Exercise passage:
The European Construction Industry Federation (FIEC) has forecast a fall in construction activity of as much as 8.5% this year with a grim warning that the situation could get worse in 2021.

Eric Haglund
Construction
Photo: Eric Haglund
In FIEC's annual statistics report released earlier this month, the association said the last months of 2020 would be critical for the sector with new projects expected to decline in the Autumn.
“We… estimate a decline in investments in total construction by 8.5%.”, said Rüdiger Otto, FIEC Vice-President Economic & Legal Affairs.
“The situation might worsen in 2021 if investments in construction, both public and private, do not recover significantly. Moreover, due to losses in equity during the health crisis, companies will find it difficult to embark on new projects.”
Otto added that it was imperative the sector learns the correct lessons from the 2008 financial crisis, which saw significant drops in investment in non-residential public building and civil engineering projects.

Required work:
**A)** Edit the FIEC forecast passage from "The European Construction" to "worse in 2021.", swapping "construction activity" for "building activity".
**B)** Resume the FIEC forecast passage after its final sentence.

Material provided:

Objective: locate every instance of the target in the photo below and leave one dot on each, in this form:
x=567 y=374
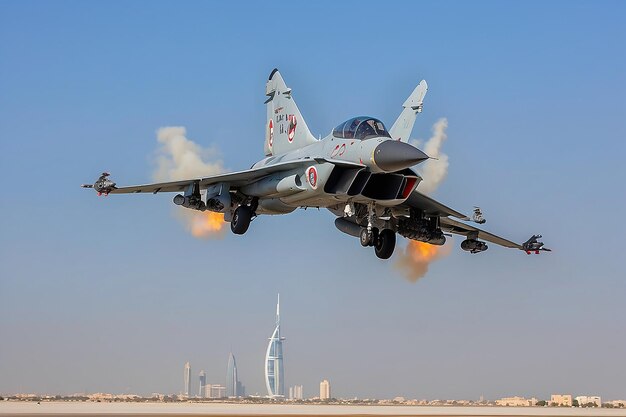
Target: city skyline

Solved tasks:
**A)**
The European Construction Industry Federation (FIEC) has forecast a fall in building activity of as much as 8.5% this year with a grim warning that the situation could get worse in 2021.

**B)**
“These segments took much longer to recover than those primarily driven by private investments," he said.
“Ambitious recovery packages which, on the one hand, support households and private companies in their recovery and, on the other hand, increase the share of public investments in construction, are essential to restore the entire economy’s health, thanks to the multiplier effect that it provides.“
The report shows that total investment in construction in the EU27 in 2019 was €1,324 billion - 9.5% of the bloc's GDP and year-on-year growth of 2.6%.
It also showed that after a positive start in 2020, the coronavirus outbreak hit the construction sector hard with lockdowns and restrictions put in place in most countries.